-------- Source passage
In March 1782, nearly 200 Pennsylvania soldiers rode into the Ohio Country. They were led by Lieutenant Colonel David Williamson. They hoped to rescue American captives and find warriors who had raided Pennsylvania. Williamson's men captured about 100 Christian Lenapes at Gnadenhütten. These Christian Lenapes (mostly women and children) had returned to harvest their crops. The Pennsylvanians accused them of helping hostile raiding parties. They then killed all of them. This event, called the Gnadenhütten massacre, would have serious effects.

When George Washington, the American commander, heard about the Gnadenhütten massacre, he warned his soldiers. He told them not to let themselves be captured alive by Natives. But by then, the Sandusky expedition had already started.

Planning the Expedition

General William Irvine
General William Irvine helped volunteers plan the Sandusky expedition. The regular army did not have enough money for it.

In September 1781, General William Irvine became commander of the Western Department of the Continental Army. His headquarters were at Fort Pitt. A major British army had surrendered at Yorktown in October 1781. This mostly ended the war in the east. But fighting continued on the western frontier. Irvine learned that frontier Americans wanted the army to attack Detroit. They hoped this would end British support for Native war parties.

Irvine looked into it and wrote to Washington on December 2, 1781. He said: "It is, I believe, universally agreed that the only way to keep Indians from harassing the country is to visit them. But we find, by experience, that burning their empty towns has not the desired effect. They can soon build others. They must be followed up and beaten, or the British, whom they draw their support from, totally driven out of their country. I believe if Detroit was demolished, it would be a good step toward giving some, at least, temporary ease to this country."

Washington agreed that Detroit needed to be captured or destroyed. This would end the war in the west. In February 1782, Irvine sent Washington a detailed plan for an attack. Irvine thought he could capture Detroit with 2,000 men, five cannons, and supplies. Washington replied that the U.S. Congress did not have money for such a large campaign. He wrote that "offensive operations, except upon a small scale, can not just now be brought into contemplation."

Since Congress and the army had no money, Irvine let volunteers organize their own attack. Detroit was too far and too strong for a small group. But soldiers like David Williamson thought a trip against the Native towns on the Sandusky River was possible. This would be a low-cost effort. Each volunteer had to bring their own horse, rifle, ammunition, food, and other gear. Their only payment would be two months off from militia duty. They could also keep any items taken from the Natives. Native raids were still happening. For example, a minister's wife and children were killed in Pennsylvania on May 12, 1782. So, many men were willing to volunteer.
----------------
## Given problem A
In the Sandusky expedition passage, where were General William Irvine's headquarters?
## Given problem B
Reproduce the Sandusky expedition passage from "In March 1782, nearly" to "had already started.".
## Given problem C
Write what comes next in the Sandusky expedition passage, picking up after its final sentence.
-------- Entries supplied
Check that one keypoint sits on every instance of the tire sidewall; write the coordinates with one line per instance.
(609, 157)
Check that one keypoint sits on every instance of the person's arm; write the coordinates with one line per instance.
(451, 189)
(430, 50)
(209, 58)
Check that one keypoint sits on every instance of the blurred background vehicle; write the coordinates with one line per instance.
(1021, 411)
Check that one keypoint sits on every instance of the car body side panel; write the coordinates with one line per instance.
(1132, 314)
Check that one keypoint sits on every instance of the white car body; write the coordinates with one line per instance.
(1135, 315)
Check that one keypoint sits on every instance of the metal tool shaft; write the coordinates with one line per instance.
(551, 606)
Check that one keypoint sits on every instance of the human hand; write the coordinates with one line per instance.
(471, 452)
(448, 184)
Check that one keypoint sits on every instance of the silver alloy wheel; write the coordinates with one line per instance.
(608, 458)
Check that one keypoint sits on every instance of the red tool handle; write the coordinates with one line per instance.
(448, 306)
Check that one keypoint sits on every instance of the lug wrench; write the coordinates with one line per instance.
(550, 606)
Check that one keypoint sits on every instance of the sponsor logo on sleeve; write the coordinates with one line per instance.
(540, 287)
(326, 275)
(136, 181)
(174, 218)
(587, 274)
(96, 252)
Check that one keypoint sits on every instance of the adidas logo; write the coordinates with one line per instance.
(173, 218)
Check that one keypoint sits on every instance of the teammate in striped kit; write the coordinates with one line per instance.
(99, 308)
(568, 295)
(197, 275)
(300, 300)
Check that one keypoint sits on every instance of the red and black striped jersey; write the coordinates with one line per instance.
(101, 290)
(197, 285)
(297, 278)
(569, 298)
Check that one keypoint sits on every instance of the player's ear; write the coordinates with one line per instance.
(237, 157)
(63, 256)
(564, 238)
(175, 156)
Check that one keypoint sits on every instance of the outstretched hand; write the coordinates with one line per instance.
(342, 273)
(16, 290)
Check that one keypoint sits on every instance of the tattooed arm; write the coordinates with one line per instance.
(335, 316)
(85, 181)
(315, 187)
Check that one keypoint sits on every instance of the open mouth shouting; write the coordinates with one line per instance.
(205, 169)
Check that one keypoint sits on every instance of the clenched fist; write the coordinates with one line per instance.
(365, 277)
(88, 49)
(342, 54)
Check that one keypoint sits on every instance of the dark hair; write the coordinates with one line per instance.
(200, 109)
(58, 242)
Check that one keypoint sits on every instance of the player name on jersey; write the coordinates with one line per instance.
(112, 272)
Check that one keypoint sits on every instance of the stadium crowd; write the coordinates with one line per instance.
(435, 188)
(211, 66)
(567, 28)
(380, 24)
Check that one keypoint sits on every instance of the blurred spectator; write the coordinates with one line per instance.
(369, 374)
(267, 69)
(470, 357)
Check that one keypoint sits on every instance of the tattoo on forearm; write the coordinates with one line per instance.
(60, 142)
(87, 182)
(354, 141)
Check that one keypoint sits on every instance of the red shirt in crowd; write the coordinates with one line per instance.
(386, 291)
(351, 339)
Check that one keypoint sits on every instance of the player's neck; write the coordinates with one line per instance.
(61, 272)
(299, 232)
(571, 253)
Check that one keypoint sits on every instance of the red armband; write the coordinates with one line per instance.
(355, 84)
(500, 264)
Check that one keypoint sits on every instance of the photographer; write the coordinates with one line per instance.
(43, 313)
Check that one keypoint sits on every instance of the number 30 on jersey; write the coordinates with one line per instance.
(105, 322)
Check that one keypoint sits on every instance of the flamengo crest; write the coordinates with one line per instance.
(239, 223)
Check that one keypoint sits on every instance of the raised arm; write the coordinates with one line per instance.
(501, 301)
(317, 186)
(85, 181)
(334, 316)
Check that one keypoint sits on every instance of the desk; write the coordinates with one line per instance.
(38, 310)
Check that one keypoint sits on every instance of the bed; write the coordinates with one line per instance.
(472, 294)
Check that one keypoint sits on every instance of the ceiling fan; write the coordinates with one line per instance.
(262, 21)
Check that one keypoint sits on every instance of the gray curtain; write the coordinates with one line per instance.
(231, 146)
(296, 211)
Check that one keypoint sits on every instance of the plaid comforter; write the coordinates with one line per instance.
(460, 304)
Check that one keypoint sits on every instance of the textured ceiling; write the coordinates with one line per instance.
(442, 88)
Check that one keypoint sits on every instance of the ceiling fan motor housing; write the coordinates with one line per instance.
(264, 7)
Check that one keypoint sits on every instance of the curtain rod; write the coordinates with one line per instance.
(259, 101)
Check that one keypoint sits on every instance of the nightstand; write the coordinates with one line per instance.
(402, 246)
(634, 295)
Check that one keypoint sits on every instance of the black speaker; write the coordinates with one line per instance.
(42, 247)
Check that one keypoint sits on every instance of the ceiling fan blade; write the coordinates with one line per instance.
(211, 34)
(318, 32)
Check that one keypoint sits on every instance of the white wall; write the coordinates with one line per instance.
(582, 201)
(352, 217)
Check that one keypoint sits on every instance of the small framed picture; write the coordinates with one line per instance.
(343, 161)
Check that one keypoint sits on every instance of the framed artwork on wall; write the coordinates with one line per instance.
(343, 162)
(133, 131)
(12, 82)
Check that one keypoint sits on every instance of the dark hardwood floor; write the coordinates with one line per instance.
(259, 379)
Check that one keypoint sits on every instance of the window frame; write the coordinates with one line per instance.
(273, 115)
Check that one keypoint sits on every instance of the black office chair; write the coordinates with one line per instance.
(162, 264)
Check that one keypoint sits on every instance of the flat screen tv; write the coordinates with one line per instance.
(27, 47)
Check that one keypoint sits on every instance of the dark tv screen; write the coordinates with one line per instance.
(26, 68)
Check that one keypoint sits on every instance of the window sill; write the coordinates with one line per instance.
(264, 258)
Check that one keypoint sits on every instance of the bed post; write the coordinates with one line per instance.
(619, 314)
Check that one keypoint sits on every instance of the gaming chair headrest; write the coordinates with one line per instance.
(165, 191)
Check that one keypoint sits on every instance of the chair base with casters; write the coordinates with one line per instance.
----------------
## Expected answer A
At Fort Pitt.

## Expected answer B
In March 1782, nearly 200 Pennsylvania soldiers rode into the Ohio Country. They were led by Lieutenant Colonel David Williamson. They hoped to rescue American captives and find warriors who had raided Pennsylvania. Williamson's men captured about 100 Christian Lenapes at Gnadenhütten. These Christian Lenapes (mostly women and children) had returned to harvest their crops. The Pennsylvanians accused them of helping hostile raiding parties. They then killed all of them. This event, called the Gnadenhütten massacre, would have serious effects.

When George Washington, the American commander, heard about the Gnadenhütten massacre, he warned his soldiers. He told them not to let themselves be captured alive by Natives. But by then, the Sandusky expedition had already started.

## Expected answer C
Irvine believed he was not allowed to lead the expedition himself. But he helped plan it. He wrote detailed instructions for the commander, who had not yet been chosen. He stated the goal was "to destroy with fire and sword (if practicable) the Indian town and settlement at Sandusky." This was to bring peace to the country.

Organizing the Expedition

Portrait of Colonel William Crawford
Colonel William Crawford, shown here at 35, was an experienced soldier. He was elected to lead the Sandusky expedition at age 59.

On May 20, 1782, volunteers started gathering at Mingo Bottom. This was on the Native side of the Ohio River. Most were young men of Irish and Scots-Irish background. They came mainly from Washington and Westmoreland counties in Pennsylvania. Many were veterans of the Continental Army. Many had also been part of the Gnadenhütten massacre.

The exact number of men is not known. An officer wrote on May 24 that there were 480 volunteers. More men might have joined later. One historian, Parker Brown, thought as many as 583 men might have taken part. But some left before reaching Sandusky. The task ahead was dangerous. Many volunteers wrote their "last wills and testaments" before leaving.

This was a volunteer trip, not a regular army operation. So, the men elected their leaders. The main choices for commander were David Williamson and William Crawford. Williamson was the militia colonel who led the Gnadenhütten trip. Crawford was an experienced soldier who had left the Continental Army in 1781. Crawford was a longtime friend of George Washington. He had experience with these kinds of operations. In Lord Dunmore's War (1774), he destroyed a Mingo village. In 1778, he was part of the failed "squaw campaign." Crawford, nearly 60 years old, did not want to volunteer. But he did so at Irvine's request.

Williamson was popular with the militia. But Irvine wanted Crawford to be elected. He hoped to avoid another event like the Gnadenhütten massacre. Irvine knew many people in western Pennsylvania disliked Continental Army officers. He wrote, "The general and common opinion of the people of this country is that all Continental officers are too fond of Indians." The election was heated and close. Crawford got 235 votes to Williamson's 230. Colonel Crawford took command. Williamson became second-in-command as a major. Other majors included John B. McClelland, Thomas Gaddis, and James Brenton.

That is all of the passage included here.